EXERCISE> Among the records that follow, set down only the lines from the one containing "Where can the forest" to the one containing "Where can the fallen", both included, exactly.

== Segment start ==

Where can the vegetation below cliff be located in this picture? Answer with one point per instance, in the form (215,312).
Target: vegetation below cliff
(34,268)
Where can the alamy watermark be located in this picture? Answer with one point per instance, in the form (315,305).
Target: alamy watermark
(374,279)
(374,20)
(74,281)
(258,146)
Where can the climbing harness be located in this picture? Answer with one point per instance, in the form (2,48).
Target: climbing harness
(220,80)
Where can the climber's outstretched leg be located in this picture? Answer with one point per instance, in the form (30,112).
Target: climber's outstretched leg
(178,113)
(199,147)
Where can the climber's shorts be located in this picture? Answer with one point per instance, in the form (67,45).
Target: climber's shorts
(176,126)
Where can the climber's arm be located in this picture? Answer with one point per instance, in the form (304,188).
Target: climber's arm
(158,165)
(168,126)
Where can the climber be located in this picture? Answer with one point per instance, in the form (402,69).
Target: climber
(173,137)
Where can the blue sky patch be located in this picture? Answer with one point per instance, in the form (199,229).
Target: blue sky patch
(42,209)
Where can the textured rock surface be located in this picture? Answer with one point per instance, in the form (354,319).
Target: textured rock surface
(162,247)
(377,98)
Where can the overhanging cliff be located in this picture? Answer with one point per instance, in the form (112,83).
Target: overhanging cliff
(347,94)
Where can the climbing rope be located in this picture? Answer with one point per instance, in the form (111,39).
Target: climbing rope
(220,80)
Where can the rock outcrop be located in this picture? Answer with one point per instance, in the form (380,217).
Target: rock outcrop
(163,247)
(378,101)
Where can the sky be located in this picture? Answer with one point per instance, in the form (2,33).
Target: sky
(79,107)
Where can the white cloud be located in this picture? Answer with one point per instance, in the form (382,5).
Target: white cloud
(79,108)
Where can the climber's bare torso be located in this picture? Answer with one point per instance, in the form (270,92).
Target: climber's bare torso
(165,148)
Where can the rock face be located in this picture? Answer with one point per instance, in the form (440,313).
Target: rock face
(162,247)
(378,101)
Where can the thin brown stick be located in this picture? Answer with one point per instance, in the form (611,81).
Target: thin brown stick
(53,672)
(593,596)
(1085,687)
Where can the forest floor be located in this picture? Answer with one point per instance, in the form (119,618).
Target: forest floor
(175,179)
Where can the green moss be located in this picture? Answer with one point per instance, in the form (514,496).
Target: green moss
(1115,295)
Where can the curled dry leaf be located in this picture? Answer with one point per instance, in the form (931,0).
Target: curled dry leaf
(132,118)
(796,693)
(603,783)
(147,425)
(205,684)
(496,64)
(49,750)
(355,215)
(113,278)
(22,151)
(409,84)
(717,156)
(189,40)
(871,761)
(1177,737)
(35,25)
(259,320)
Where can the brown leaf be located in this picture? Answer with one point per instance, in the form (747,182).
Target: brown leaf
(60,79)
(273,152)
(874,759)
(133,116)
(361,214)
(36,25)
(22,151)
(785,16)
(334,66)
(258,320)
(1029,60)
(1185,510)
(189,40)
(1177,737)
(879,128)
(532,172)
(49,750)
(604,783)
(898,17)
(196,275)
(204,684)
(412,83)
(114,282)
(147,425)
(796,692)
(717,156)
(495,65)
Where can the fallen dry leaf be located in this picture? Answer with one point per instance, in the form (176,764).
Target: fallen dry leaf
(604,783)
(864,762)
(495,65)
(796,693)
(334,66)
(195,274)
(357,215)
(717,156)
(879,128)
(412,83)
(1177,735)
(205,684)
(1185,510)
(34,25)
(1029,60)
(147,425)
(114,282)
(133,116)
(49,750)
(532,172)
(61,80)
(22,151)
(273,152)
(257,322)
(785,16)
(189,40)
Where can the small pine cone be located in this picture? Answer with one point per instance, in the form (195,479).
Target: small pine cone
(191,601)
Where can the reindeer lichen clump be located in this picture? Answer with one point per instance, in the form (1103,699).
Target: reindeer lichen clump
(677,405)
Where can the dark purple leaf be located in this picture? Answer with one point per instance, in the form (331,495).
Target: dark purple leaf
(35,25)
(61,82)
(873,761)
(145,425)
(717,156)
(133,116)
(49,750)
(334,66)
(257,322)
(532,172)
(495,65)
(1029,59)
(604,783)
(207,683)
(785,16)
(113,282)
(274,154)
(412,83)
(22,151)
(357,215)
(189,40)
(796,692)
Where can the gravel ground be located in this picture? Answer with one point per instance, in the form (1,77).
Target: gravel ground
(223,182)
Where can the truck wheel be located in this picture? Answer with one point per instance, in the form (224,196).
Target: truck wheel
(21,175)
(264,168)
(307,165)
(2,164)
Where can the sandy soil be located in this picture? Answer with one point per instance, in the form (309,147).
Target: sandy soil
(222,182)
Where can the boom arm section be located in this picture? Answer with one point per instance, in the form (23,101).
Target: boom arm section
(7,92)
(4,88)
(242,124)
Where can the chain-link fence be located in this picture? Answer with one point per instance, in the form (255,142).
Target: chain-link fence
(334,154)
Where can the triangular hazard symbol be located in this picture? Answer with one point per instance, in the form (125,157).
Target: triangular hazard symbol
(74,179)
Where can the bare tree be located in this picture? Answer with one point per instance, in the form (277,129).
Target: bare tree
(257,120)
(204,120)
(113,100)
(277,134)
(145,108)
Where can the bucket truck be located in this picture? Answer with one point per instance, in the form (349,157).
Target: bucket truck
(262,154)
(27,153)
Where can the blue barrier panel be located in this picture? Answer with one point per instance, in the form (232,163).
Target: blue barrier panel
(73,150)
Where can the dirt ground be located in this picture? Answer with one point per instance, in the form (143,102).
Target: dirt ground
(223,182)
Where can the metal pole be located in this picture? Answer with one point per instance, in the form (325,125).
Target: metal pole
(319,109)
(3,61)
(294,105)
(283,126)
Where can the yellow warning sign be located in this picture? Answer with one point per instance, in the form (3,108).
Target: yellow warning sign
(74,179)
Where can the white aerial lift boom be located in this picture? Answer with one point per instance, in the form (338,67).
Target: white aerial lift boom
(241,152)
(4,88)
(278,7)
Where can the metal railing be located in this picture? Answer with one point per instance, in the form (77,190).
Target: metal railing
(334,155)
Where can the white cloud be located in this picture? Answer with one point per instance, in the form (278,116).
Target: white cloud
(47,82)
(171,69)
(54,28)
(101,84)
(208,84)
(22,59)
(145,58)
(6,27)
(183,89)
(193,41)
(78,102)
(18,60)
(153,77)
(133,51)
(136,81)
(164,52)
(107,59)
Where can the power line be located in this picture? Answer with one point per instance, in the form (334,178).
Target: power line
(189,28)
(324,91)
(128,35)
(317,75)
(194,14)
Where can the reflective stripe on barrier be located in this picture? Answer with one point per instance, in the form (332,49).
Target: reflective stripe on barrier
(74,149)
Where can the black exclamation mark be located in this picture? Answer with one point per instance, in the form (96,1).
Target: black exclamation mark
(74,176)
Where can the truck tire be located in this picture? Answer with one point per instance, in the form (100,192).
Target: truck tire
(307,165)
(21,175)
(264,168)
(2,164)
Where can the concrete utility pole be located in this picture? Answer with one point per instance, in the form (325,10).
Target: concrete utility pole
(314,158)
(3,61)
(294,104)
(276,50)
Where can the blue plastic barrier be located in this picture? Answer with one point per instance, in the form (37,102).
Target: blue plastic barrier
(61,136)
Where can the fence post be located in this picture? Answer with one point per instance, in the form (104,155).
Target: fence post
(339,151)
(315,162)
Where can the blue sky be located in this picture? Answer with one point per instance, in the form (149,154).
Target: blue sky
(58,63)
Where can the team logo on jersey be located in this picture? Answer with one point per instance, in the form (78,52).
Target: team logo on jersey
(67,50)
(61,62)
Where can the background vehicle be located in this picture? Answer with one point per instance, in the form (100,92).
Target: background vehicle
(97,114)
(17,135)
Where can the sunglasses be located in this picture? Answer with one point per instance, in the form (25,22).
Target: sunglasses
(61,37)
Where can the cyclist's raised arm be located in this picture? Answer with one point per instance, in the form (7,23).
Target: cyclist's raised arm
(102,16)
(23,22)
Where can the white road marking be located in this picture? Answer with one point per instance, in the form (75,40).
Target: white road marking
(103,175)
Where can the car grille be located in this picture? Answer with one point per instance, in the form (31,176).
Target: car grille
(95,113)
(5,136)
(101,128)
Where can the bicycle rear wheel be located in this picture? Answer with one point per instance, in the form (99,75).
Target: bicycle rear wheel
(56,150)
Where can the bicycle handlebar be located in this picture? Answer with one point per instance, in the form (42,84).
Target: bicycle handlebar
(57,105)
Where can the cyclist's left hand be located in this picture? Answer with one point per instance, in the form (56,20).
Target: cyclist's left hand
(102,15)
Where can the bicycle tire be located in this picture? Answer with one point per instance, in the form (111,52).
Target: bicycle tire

== Segment end ==

SOLUTION BELOW>
Where can the forest floor be located in this picture? Answer with one point per instance, in the form (119,618).
Target: forest floor
(175,179)
Where can the green moss be located in this picture? Answer with one point per instance, in the form (514,496).
Target: green moss
(1115,295)
Where can the curled dry leaf be located in this picture? Answer with one point per instance, in the form (931,0).
Target: curled dry leaf
(132,118)
(796,693)
(603,783)
(147,425)
(205,684)
(496,64)
(49,750)
(355,215)
(113,278)
(22,151)
(409,84)
(717,156)
(189,40)
(871,761)
(1177,737)
(35,25)
(259,320)
Where can the brown leaf be located in this picture? Answer with one point per instance, in the form (747,182).
Target: brown leaf
(60,79)
(273,152)
(874,759)
(133,116)
(361,214)
(36,25)
(22,151)
(785,16)
(334,66)
(258,320)
(1029,60)
(1185,510)
(189,40)
(1177,737)
(879,128)
(532,172)
(49,750)
(604,783)
(898,17)
(196,275)
(204,684)
(412,83)
(114,282)
(147,425)
(796,692)
(717,156)
(495,65)
Where can the fallen dry leaf be located in this picture? Answer with one point per instance, in the form (176,764).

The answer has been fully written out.